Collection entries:
%%

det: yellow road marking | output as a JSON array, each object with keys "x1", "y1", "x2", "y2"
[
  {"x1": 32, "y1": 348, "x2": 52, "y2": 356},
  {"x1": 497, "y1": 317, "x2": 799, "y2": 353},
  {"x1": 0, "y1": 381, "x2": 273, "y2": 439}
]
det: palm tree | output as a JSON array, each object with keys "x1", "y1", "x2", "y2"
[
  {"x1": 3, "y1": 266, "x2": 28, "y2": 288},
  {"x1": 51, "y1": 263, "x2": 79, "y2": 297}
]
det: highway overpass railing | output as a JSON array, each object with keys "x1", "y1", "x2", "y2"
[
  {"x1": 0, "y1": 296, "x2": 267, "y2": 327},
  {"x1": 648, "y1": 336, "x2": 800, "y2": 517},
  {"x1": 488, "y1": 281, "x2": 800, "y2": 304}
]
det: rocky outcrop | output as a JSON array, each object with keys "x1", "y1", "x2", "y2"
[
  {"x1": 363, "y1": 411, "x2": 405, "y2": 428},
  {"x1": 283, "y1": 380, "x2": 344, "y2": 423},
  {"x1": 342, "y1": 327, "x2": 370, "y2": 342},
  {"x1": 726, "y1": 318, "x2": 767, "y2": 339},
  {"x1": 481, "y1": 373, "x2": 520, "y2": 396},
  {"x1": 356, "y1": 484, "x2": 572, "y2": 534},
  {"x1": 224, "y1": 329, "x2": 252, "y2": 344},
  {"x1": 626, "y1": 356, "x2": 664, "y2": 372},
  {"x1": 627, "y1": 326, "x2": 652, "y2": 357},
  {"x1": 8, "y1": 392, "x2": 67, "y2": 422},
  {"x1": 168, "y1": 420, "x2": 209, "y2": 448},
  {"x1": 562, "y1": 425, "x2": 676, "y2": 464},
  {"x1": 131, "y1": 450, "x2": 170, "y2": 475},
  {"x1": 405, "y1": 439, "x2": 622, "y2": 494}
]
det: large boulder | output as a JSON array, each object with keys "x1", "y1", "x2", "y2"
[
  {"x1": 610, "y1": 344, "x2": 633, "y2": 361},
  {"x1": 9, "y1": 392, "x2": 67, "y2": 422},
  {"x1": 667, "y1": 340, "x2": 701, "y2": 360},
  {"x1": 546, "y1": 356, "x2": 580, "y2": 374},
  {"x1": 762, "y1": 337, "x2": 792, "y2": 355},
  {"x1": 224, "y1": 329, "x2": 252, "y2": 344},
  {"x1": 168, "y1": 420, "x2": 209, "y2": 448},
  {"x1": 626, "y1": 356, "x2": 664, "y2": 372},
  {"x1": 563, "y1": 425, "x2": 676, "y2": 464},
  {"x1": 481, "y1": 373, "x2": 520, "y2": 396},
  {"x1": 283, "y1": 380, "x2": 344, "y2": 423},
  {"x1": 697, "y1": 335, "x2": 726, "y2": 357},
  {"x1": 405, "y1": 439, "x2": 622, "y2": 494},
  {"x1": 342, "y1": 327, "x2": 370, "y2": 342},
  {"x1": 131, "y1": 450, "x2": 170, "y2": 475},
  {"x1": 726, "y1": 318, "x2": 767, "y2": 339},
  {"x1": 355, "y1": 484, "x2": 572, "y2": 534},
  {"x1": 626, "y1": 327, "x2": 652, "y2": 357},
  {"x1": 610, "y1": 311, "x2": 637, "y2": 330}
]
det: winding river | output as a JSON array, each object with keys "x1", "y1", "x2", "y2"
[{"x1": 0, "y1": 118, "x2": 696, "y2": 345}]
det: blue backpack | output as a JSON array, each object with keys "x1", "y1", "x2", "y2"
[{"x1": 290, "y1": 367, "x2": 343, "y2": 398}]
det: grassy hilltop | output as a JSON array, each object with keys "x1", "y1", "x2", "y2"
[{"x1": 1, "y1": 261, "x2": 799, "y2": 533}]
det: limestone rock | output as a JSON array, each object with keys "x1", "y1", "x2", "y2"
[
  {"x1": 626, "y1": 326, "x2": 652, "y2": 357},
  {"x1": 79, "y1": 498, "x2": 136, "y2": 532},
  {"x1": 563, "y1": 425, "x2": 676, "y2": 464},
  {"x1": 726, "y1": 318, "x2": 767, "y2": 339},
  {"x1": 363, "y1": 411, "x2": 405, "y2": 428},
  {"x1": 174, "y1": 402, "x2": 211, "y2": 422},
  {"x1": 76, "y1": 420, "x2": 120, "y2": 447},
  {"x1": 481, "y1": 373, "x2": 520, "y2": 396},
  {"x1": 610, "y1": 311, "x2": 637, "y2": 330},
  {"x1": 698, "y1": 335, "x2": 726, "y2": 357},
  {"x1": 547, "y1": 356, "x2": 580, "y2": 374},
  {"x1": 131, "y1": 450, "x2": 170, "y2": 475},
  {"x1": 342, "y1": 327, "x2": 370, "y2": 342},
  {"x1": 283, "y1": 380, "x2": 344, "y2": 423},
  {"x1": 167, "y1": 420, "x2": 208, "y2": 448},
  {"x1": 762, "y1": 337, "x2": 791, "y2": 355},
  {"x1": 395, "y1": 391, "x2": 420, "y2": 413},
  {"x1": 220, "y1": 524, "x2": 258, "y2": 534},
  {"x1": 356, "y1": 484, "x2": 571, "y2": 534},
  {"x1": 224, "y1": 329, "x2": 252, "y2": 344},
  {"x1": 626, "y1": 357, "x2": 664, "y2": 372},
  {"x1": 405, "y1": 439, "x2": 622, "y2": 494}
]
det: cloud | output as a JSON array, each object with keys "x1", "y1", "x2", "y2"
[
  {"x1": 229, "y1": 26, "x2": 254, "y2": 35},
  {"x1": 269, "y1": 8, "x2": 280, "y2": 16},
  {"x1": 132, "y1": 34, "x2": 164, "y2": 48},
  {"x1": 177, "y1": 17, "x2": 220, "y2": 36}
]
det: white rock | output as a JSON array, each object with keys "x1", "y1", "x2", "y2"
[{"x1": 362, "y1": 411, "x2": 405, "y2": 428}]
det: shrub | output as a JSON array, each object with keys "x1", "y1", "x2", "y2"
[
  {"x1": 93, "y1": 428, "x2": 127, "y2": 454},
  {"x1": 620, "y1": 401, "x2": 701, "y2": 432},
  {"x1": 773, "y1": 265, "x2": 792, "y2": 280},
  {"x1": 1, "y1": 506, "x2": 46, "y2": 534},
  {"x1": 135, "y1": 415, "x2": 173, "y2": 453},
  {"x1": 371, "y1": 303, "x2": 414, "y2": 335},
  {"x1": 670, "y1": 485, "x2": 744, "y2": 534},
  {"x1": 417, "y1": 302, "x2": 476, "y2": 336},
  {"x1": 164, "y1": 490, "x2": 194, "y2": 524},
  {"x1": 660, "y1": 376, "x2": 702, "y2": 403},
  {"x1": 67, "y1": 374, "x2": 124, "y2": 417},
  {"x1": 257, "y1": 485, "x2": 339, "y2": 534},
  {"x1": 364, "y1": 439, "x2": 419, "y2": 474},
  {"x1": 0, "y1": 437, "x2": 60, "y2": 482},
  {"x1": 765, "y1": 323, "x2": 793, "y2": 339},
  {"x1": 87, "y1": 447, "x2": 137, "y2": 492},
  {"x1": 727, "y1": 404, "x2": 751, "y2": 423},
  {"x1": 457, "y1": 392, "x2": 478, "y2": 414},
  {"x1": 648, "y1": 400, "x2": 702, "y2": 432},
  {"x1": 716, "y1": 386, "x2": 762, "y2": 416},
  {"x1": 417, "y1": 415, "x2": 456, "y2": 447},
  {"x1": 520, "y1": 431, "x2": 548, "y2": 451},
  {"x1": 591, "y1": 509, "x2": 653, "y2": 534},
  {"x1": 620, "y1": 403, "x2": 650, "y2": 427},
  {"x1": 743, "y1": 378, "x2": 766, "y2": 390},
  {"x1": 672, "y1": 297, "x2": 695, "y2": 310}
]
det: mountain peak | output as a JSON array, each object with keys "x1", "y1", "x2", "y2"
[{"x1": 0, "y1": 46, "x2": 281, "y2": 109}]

%%

EXERCISE DETAILS: What is needed is an exact retyping of every line from the one containing "det: mountain peak" through the final line of the entries, and only those lines.

RESULT OF THIS TASK:
det: mountain peak | output as a JSON array, each object with keys "x1", "y1", "x2", "y2"
[{"x1": 0, "y1": 46, "x2": 281, "y2": 109}]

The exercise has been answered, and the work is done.